### [AUFGABEN]
(a) Nenne alle Gesprächsteilnehmer, die der Textauszug über die Diskussionsrunde zu Corona-Maßnahmen aufführt.
(b) Gib aus dem Textauszug über die Diskussionsrunde zu Corona-Maßnahmen den Abschnitt wortgetreu wieder, der mit „Gesprächsteilnehmer waren neben“ beginnt und bis einschließlich „Bundesverfassungsrichter Hans-Jürgen Papier.“ reicht.

### [AUSGEWÄHLTER TEXTAUSZUG]

_ _ _ _ _

Gesprächsteilnehmer waren neben der Brandenburger Verfassungsrichterin und Autorin Juli Zeh, der Rechtsanwältin Jessica Hamed und dem studierten Juristen und Autoren Heribert Prantl auch der ehemalige Bundesverfassungsrichter Hans-Jürgen Papier.
Zum juristischen Umgang mit dem Recht auf Leben und körperliche Unversehrtheit, das auch als Rechtfertigung für die Maßnahmen der sogenannten Bundesnotbremse herangezogen wurde, bemerkte Papier Folgendes:
Für die verfassungsrechtliche Beurteilung der Verhältnismäßigkeit von staatlichen Schutzmaßnahmen oder für die Beurteilung reicht es eben nicht (...) ganz abstrakt den Zweck des Schutzes der Gesundheit und des Lebens der Bevölkerung festzustellen und wegen der zweifelsohne abstrakten Hochwertigkeit dieses Schutzguts Leben und Gesundheit jedwede Freiheitsbeschränkung zu legitimieren.
Hans-Jürgen Papier
Maßnahmen als Teil eines "schlüssigen Gesamtkonzepts" zu betrachten, befreie das Gericht nicht von seinem Auftrag, jede einzelne Einschränkung präzise auf ihre Verhältnismäßigkeit zu prüfen, so Papier. In der Corona-Krise habe es diesen Auftrag jedoch allein schon aufgrund einer unzureichenden Datenlage nicht befolgen können.
Juli Zeh erbrachte anschließend die Transferleistung im Hinblick auf die schwierige Entscheidungsfindung beim Thema Klimaschutz und schnitt eine Reihe zentraler Aspekte an:
Wir hatten sowohl bei Corona – aber wir haben es erst recht bei dem Klima-Thema – mit Sachgebieten zu tun, wo ein ganz hoher wissenschaftlicher Unsicherheitsfaktor herrscht, [wo wir es] mit sehr komplexen, multikausalen – zwar algorithmisch immer wieder prognostizierten, dann aber erweislich auch wieder in der Prognose falschen – Zukunftsvorhersagen zu tun haben, auf die dann politische Maßnahmen gestützt werden und die dann hinterher auch noch justiziabel sein sollen. (…) wenn wir jetzt uns vorstellen, zum Klimaschutz werden Maßnahmen erlassen wie persönliche CO2-Kontingente (…) oder es werden bestimmte Flugbegrenzungen (...) kommen – dann müssten wir ja aus juristischer Sicht immer wieder fragen: "Ist das geeignet? hält das den Klimawandel auf? Ist das erforderlich? Ist das die mildest mögliche Maßnahme oder könnten wir irgendwas machen, was weniger einschneidend ist, und ist es am Ende verhältnismäßig?"

_ _ _ _ _

[Einträge aus einem Annotationsdatensatz]
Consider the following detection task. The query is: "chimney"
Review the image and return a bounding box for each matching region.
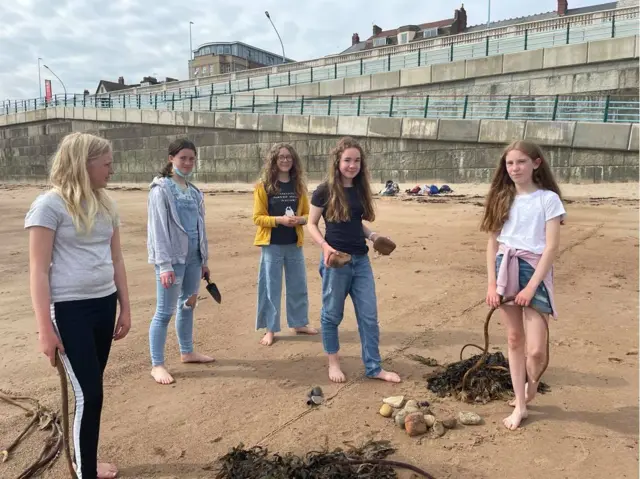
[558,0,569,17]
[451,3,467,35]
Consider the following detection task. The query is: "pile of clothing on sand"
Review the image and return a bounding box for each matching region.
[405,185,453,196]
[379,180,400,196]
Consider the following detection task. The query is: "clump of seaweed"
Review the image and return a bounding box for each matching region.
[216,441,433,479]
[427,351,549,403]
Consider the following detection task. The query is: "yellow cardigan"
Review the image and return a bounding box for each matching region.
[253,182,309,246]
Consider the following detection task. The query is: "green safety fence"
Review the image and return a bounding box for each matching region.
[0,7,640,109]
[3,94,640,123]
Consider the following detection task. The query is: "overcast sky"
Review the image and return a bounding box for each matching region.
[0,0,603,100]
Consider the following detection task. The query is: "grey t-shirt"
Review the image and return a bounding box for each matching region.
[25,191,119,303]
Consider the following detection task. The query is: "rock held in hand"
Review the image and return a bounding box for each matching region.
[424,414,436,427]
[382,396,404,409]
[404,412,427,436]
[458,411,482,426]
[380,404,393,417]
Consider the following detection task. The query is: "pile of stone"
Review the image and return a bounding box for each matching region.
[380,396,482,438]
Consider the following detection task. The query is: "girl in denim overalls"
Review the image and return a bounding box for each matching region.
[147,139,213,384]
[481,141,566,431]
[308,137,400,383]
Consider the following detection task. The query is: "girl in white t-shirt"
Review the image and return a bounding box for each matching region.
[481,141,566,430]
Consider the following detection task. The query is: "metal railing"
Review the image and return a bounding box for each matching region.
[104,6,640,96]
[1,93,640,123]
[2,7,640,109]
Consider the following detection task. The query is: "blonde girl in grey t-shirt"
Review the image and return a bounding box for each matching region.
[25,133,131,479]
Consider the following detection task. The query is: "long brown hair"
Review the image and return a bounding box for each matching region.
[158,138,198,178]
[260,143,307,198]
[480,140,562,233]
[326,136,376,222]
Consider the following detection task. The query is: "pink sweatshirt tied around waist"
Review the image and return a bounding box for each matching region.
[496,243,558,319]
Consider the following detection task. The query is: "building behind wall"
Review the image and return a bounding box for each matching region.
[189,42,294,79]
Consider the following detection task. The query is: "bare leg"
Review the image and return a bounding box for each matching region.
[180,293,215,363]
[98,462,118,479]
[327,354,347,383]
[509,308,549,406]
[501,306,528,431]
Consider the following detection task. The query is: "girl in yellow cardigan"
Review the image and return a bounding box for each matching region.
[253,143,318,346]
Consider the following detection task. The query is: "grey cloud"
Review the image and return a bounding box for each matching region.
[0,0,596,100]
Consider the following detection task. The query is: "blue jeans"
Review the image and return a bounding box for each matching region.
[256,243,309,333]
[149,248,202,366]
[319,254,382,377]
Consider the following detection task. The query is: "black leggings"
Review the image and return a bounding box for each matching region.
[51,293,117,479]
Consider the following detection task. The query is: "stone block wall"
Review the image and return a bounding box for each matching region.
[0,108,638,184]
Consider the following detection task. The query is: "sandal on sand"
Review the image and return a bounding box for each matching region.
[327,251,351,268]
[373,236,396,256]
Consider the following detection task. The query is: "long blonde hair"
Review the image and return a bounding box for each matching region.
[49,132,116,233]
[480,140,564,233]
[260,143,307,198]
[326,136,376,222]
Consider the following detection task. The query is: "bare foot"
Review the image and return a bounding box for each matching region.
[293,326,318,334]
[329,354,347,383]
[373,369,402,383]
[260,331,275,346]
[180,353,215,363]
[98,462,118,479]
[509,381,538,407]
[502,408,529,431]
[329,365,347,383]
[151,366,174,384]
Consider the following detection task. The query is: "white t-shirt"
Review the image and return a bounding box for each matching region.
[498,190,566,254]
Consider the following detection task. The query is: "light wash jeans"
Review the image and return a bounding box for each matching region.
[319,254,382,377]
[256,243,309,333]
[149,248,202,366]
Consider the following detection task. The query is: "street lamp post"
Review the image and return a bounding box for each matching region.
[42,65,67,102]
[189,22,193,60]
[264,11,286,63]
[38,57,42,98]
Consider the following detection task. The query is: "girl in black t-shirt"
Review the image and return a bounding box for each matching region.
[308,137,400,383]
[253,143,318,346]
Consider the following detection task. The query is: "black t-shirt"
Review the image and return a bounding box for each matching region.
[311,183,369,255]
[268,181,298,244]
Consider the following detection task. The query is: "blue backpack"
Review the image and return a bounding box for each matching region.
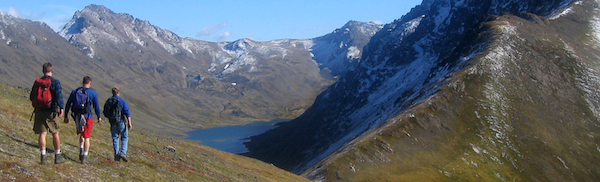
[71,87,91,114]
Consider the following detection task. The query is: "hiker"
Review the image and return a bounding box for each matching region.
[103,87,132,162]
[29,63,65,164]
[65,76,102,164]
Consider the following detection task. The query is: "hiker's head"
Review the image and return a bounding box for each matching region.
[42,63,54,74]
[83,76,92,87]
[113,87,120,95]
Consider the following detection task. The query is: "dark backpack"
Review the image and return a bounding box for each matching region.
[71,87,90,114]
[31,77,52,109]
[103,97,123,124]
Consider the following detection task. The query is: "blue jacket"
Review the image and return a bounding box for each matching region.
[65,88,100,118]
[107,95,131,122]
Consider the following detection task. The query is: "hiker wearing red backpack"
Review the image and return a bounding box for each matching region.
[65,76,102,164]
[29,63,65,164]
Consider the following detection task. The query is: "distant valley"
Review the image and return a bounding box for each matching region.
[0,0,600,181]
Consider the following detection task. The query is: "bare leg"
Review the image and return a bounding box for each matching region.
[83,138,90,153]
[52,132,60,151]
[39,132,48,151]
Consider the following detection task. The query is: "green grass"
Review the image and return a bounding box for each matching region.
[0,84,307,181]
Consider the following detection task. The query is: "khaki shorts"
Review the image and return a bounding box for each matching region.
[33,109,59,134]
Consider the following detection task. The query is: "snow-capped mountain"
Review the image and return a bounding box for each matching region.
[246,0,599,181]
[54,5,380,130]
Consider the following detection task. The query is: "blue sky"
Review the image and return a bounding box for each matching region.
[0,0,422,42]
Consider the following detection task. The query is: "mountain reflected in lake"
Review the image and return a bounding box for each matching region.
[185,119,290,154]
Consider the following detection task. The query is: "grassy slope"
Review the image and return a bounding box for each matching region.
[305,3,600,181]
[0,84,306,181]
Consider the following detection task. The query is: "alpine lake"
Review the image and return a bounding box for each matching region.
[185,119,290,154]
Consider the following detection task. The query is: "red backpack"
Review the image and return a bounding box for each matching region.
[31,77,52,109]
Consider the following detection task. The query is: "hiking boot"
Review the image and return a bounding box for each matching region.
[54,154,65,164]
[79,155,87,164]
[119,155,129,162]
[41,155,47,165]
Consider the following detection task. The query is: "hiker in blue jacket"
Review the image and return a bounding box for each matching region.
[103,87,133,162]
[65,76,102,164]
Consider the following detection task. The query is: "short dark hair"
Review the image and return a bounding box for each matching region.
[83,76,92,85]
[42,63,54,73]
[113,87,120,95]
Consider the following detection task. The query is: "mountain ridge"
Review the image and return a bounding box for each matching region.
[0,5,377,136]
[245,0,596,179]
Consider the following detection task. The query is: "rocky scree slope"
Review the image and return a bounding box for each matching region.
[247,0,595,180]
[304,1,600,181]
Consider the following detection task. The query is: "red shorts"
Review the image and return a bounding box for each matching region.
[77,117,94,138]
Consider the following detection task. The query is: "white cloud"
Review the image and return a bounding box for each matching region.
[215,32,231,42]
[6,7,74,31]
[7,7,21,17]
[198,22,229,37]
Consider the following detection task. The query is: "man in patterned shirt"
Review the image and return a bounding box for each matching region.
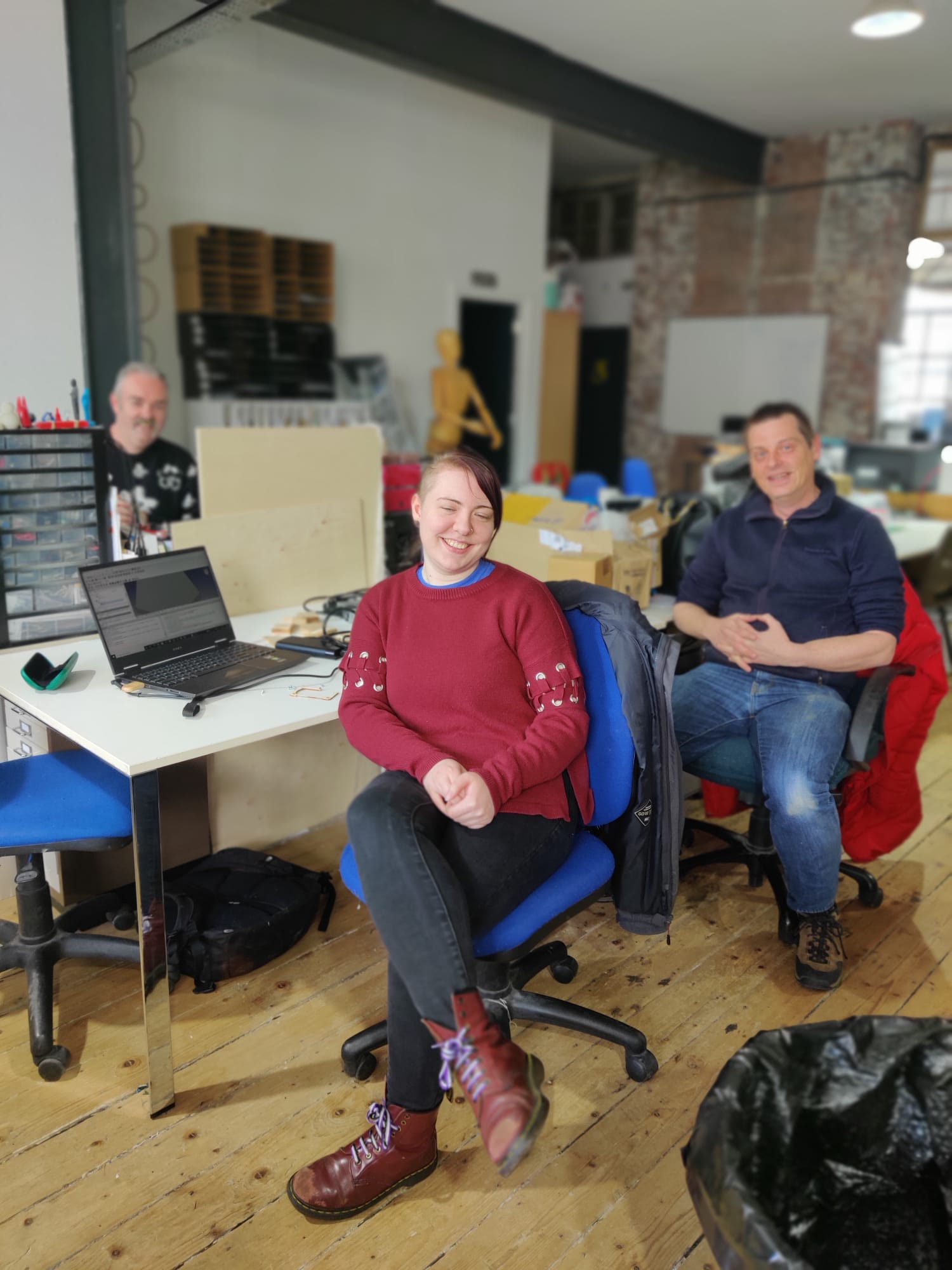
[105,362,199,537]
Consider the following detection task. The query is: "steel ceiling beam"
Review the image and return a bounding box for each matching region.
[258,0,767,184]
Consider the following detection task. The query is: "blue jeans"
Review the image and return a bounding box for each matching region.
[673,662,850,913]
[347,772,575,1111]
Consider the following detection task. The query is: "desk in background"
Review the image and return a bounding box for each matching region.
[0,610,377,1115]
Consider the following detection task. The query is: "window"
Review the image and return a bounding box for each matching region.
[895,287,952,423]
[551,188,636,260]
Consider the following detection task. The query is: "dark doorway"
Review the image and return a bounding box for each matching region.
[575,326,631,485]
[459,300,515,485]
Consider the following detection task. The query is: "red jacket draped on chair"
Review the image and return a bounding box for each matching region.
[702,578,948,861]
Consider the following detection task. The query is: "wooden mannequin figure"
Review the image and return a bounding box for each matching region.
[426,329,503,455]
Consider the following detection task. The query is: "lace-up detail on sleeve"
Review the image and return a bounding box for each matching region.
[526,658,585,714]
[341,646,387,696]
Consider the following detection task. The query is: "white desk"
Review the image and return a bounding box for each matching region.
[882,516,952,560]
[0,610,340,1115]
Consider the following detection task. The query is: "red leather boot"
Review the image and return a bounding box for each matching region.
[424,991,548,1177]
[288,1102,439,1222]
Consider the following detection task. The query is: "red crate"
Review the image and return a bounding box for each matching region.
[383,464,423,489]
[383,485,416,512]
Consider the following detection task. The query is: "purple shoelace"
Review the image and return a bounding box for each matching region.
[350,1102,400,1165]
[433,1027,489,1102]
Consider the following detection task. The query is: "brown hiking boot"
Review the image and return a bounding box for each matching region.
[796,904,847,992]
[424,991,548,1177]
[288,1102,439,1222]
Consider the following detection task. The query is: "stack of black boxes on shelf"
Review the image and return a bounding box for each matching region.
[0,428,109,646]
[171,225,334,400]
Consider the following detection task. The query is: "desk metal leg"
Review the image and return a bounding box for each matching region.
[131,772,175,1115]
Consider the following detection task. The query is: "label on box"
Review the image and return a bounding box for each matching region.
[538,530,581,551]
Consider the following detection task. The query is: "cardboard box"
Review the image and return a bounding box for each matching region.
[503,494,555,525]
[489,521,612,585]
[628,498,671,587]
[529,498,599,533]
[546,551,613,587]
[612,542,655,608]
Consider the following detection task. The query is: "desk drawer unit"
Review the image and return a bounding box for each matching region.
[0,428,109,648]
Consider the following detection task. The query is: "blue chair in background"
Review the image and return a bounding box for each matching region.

_ _ _ _ _

### [LÖSUNGEN]
(a) Juli Zeh, Jessica Hamed, Heribert Prantl, Hans-Jürgen Papier

(b)
Gesprächsteilnehmer waren neben der Brandenburger Verfassungsrichterin und Autorin Juli Zeh, der Rechtsanwältin Jessica Hamed und dem studierten Juristen und Autoren Heribert Prantl auch der ehemalige Bundesverfassungsrichter Hans-Jürgen Papier.